** Start Records to process **

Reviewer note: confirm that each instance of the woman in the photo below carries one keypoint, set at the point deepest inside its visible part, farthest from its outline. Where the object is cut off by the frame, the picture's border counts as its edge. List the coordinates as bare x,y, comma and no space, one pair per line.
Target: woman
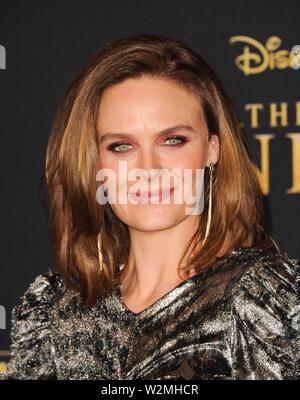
147,290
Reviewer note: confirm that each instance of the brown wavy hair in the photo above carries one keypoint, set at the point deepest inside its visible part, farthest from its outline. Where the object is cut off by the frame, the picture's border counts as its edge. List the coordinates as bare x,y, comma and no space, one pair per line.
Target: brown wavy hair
75,217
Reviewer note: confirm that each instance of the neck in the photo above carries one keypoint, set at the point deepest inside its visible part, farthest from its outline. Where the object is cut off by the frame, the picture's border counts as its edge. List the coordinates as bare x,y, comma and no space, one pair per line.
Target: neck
154,258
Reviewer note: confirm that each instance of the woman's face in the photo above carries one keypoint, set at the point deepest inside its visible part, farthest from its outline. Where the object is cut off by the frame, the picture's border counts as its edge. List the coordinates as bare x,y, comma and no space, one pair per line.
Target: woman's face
154,127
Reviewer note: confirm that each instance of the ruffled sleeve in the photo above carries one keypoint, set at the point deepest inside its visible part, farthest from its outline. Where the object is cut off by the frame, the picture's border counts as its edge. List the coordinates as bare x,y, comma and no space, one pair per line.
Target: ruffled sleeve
265,325
32,354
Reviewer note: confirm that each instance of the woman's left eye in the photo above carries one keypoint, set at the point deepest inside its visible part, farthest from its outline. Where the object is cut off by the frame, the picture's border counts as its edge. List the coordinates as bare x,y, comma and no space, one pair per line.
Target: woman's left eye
175,140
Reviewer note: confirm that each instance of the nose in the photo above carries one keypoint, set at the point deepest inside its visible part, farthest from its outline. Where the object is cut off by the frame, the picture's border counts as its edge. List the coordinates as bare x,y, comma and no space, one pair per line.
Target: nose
149,160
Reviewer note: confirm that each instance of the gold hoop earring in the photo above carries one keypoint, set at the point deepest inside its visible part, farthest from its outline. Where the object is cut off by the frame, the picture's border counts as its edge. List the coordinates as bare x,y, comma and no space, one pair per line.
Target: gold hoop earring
99,252
211,170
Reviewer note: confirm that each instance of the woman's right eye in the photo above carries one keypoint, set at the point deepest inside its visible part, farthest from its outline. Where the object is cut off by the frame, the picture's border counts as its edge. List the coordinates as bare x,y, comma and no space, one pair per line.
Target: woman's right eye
119,147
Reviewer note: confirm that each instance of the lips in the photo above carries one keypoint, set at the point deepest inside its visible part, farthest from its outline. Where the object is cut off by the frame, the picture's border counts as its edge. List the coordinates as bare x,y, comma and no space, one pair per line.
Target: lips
153,196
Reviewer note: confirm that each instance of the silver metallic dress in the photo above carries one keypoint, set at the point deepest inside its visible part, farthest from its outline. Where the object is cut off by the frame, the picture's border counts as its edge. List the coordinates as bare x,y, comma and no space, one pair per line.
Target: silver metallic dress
238,319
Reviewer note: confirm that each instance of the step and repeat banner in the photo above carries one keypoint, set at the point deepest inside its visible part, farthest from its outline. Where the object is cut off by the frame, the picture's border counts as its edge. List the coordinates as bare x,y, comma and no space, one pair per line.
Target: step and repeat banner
253,47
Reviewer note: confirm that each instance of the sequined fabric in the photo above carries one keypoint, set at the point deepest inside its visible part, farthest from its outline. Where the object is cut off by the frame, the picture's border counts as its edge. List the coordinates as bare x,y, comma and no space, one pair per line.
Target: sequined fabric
239,319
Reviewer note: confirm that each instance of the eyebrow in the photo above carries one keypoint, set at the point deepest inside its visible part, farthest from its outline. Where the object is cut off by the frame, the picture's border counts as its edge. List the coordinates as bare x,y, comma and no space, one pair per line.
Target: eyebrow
173,129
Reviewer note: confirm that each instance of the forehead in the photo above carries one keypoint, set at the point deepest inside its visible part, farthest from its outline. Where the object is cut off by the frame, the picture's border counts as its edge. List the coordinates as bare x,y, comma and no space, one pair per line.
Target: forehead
147,102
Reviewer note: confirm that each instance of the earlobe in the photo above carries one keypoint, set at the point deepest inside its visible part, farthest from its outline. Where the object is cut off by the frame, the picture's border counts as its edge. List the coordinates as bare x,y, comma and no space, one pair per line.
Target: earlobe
213,149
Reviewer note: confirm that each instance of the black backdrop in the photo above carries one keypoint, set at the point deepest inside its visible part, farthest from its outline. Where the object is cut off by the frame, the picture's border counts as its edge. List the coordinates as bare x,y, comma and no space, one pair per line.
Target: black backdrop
45,43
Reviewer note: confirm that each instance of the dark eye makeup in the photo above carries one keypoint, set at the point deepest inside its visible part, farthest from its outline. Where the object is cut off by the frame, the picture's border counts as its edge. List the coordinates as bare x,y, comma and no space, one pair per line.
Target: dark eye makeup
116,147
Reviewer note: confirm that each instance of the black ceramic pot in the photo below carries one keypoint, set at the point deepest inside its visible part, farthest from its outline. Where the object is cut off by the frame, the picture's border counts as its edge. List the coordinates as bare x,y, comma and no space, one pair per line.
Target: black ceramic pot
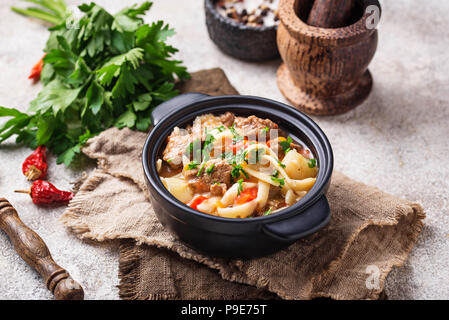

** End Records to process **

Convert all of the rows above into a numbered list that skips blank lines and leaves out the pictures.

1. Reviewer note: confirm that each instance of the woman in the photo below carries one keypoint, set at the point deepest inside its visible part, farthest from its outline. Where the object is cut off by the frame, the picture's border counts as its edge. List the coordinates as bare x,y, comma and no space, one pair per line.
2. Target: woman
3. 147,290
4. Reviewer note: confirm that each instance of the brown wavy hair in the photo above carries one keypoint, set at the point deepest inside its visible part, farthest from its outline. Where the object is cut off by the frame, the picture's border counts as its edge. List the coordinates as bare x,y, comma and no space, one pair per line.
5. Target: brown wavy hair
6. 75,217
7. Reviewer note: confirm that each instance of the neck in the photo above carries one keypoint, set at the point deepest inside its visible part, farthest from its outline. Where the object is cut off by the frame, the picture's border counts as its edge. List the coordinates as bare x,y, comma and no space, one pair per line.
8. Target: neck
9. 154,258
10. Reviewer note: confirm that each instance of the woman's face in the photo above carries one keypoint, set at the point deepest inside its visible part, farthest from its outline. Where the object is cut off by the frame, the picture's border counts as its edge. List the coordinates as bare x,y, comma and no space, one pair per line.
11. Target: woman's face
12. 154,127
13. Reviewer note: confirm that each instance of the ruffled sleeve in the photo above carries one keypoint, set at the point deepest inside its visible part, farthest from its outline. Where the object is cut off by the frame, the picture's border counts as its edge. List the coordinates as bare x,y, comma and no space, one pair per line.
14. Target: ruffled sleeve
15. 265,325
16. 32,354
17. Reviewer note: confirm that each instance of the woman's left eye in the photo above carries one keypoint, set at the point deepest inside its visible part, farthest from its outline. Where the object is cut off by the frame, the picture's border counts as its edge. List the coordinates as bare x,y, comma and no space, one pair per line.
18. Target: woman's left eye
19. 175,140
20. Reviewer note: confirm that each instance of the nose in the photo above carries one keypoint, set at the point deepest inside its visible part, farthest from its outline. Where the object is cut off by the frame, the picture's border counts as its edge. List the coordinates as bare x,y, comma and no space, one pair per line.
21. Target: nose
22. 149,160
23. Reviewer note: confirm that each instance of the gold hoop earring in the photo above carries one keypoint, set at the point deepest inside its visible part, farthest from its outline. Where the object is cut off by the frame, the picture's border counts as its edge. List the coordinates as bare x,y, comma and no space, one pair per line.
24. Target: gold hoop earring
25. 99,252
26. 211,170
27. Reviewer note: confirm that each instance of the woman's right eye in the photo above carries one keypoint, set at the point deepest inside its visible part, farthest from its outline. Where the object is cut off by the frame, the picture's border counts as its edge. List the coordinates as bare x,y, comma and no space, one pair per line.
28. Target: woman's right eye
29. 119,147
30. Reviewer note: confirm that each instance of the lips in the photo above carries one keypoint, set at the point deepest inside its visible part, farthest from its outline. Where the object is cut off by the frame, the picture's border counts as its edge. List the coordinates as bare x,y, comma and no space, one pair per line.
31. Target: lips
32. 153,196
33. Reviewer note: confirm that each instance of the silver metallic dress in the photo above carries one keypoint, set at the point deepest inside its visible part, farthest from its outline. Where the object is cut off by the frame, the picture's border counts as its edge. List the coordinates as bare x,y, comma and no space, one pair per line.
34. Target: silver metallic dress
35. 238,319
36. Reviewer note: confirm that each instance of the step and repeat banner in the photo above carries one keypoint, set at the point deepest inside its visible part, farthest from its outline. Where the object is cut off by the frame, the picture's border counts as its edge. List the coordinates as bare x,y, comma and no space, one pair per line.
37. Target: step and repeat banner
38. 253,47
39. Reviewer note: confirm that each instance of the sequined fabric in the photo above carries one keypoint, set at the point deepest inside its visible part, farthest from its outline. Where the object is cut off by the frame, the picture's border counts as its edge. List the coordinates as bare x,y, comma and no space, one pair per line.
40. Target: sequined fabric
41. 239,319
42. Reviewer note: confirm that each instance of the eyebrow in the photo above carries one keypoint, set at the point deepest inside its visible part, farthest from its outline. Where the object is cut off by the frame, the picture's border counts as its edge. List the coordinates as bare x,y, comma and no space, one pair per line.
43. Target: eyebrow
44. 173,129
45. Reviewer note: confirm that each instance of the forehead in the photo above carries one keypoint, set at the point deepest inside its visible part, farthest from its outline. Where the object is cut off by the frame, the picture's border counts as its edge. List the coordinates as bare x,y, comma and no space, one pair per line.
46. Target: forehead
47. 147,102
48. Reviewer note: confirm that each instance of the earlobe in the photo above carries one keypoint, set at the point deepest inside its visible part, farthest from its outline. Where the object is cut off by the frame, the picture's border counts as its edge. List the coordinates as bare x,y, comma and no space, one pair per line.
49. Target: earlobe
50. 213,149
51. Reviewer note: confirm that each instance of the black backdrop in the photo above carries one keypoint, set at the point deepest inside its visible part, farthest from its outline. Where the object is cut off by the frame, the picture's border counts as its edge. List the coordinates as bare x,y, comma and no space, one pair per line.
52. Target: black backdrop
53. 45,43
54. Reviewer note: confirm that each instance of the dark eye makeup in the photo above carries one keypoint, set at the point deepest inside its visible part, farthest from its outline. Where the object is cut off by the frame, the picture's border counts as its edge. List the coordinates as bare x,y, comma and no space, one pair per line.
55. Target: dark eye makeup
56. 116,147
57. Reviewer note: confirm that each instance of the black ceramic pot in the photo below carries one keypoint, set at the point deepest inside its visible part, farthest from its outline. Where the object is cut off by the frame, the picture's border counts as its edge. List the coordinates as bare x,y, comma and no space, one pair per line.
58. Target: black ceramic pot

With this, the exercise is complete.